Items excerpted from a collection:

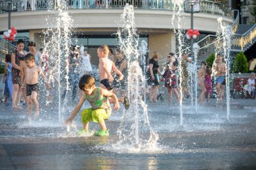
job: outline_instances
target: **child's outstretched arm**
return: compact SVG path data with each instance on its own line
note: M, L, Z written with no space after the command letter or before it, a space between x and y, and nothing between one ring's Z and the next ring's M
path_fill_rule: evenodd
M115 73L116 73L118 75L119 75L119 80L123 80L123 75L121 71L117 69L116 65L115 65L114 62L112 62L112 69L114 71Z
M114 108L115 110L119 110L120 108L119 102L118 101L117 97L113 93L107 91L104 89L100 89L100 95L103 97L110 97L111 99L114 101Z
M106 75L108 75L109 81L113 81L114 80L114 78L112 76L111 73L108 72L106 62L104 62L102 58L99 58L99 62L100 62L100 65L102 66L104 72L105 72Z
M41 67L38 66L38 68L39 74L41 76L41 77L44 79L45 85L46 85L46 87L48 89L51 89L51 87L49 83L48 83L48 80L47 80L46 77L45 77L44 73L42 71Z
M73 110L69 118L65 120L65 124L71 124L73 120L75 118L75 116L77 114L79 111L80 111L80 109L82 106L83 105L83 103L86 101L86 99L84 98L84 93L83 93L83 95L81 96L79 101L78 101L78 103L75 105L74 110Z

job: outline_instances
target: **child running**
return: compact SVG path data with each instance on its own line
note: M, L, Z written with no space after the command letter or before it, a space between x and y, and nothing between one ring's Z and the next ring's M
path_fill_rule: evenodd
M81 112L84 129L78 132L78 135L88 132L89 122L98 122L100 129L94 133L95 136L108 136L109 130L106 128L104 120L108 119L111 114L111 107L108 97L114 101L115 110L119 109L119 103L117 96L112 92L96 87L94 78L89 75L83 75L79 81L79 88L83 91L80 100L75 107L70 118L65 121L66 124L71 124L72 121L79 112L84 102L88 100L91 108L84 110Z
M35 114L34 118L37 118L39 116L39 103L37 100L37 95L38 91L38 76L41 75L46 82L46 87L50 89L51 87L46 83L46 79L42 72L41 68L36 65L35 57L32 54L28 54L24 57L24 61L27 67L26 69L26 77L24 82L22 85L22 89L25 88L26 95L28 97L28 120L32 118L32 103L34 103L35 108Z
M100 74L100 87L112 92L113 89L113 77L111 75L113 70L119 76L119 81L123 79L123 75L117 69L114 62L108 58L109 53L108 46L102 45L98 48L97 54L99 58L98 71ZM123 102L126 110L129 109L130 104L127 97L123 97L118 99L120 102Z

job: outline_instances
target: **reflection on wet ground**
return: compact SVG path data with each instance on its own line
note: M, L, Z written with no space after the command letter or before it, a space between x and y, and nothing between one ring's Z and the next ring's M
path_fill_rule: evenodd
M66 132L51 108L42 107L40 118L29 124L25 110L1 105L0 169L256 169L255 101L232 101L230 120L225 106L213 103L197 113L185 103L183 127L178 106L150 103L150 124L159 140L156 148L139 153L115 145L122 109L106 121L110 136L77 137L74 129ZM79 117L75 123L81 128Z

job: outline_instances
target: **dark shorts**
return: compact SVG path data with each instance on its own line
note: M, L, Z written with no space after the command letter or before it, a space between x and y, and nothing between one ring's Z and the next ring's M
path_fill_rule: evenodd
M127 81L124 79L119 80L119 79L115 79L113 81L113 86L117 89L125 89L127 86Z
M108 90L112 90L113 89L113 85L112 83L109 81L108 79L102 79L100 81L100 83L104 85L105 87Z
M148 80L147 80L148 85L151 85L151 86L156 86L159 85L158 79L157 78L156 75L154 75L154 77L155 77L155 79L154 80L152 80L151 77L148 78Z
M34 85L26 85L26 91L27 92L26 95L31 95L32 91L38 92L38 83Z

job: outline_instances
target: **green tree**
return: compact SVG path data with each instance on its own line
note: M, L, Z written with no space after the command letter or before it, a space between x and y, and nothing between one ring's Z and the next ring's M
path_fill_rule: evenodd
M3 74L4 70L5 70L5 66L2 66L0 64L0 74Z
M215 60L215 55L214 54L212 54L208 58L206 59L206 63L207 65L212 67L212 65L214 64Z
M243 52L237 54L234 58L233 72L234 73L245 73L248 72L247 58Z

Job: Format the items from the very start through the line containing "M73 110L69 118L65", inclusive, as a Markdown table with the columns Row and Line, numbering each line and skipping blank ones. Leave the pictures out.

Full output:
| Row | Line |
|---|---|
| 1 | job: outline_instances |
| 2 | target: **child's outstretched arm** |
| 3 | return: compact SVG path data with each instance on its own line |
| 4 | note: M, L, Z written with no space after the command letter or before it, a space between x and y, and nothing between one ring's Z and the next ring's M |
| 5 | path_fill_rule: evenodd |
| 6 | M115 73L116 73L118 75L119 75L119 80L123 80L123 75L121 71L117 69L116 65L115 65L114 62L112 62L112 69L114 71Z |
| 7 | M114 108L115 110L119 110L120 108L119 102L118 101L117 97L113 93L107 91L104 89L100 89L100 95L103 97L110 97L111 99L114 101Z |
| 8 | M106 75L108 75L109 81L113 81L114 80L114 78L112 76L111 73L108 72L106 62L104 62L102 58L99 58L99 62L100 62L100 65L102 66L104 72L105 72Z |
| 9 | M41 67L38 66L38 68L39 74L41 76L41 77L44 79L45 85L46 85L46 87L48 89L51 89L51 87L49 83L48 83L48 80L47 80L46 77L45 77L44 73L42 71Z |
| 10 | M73 110L69 118L65 120L65 124L71 124L73 120L75 118L75 116L77 114L79 111L80 111L80 109L82 106L83 105L83 103L86 101L86 99L84 98L84 93L83 93L83 95L81 96L79 101L78 101L78 103L75 105L74 110Z |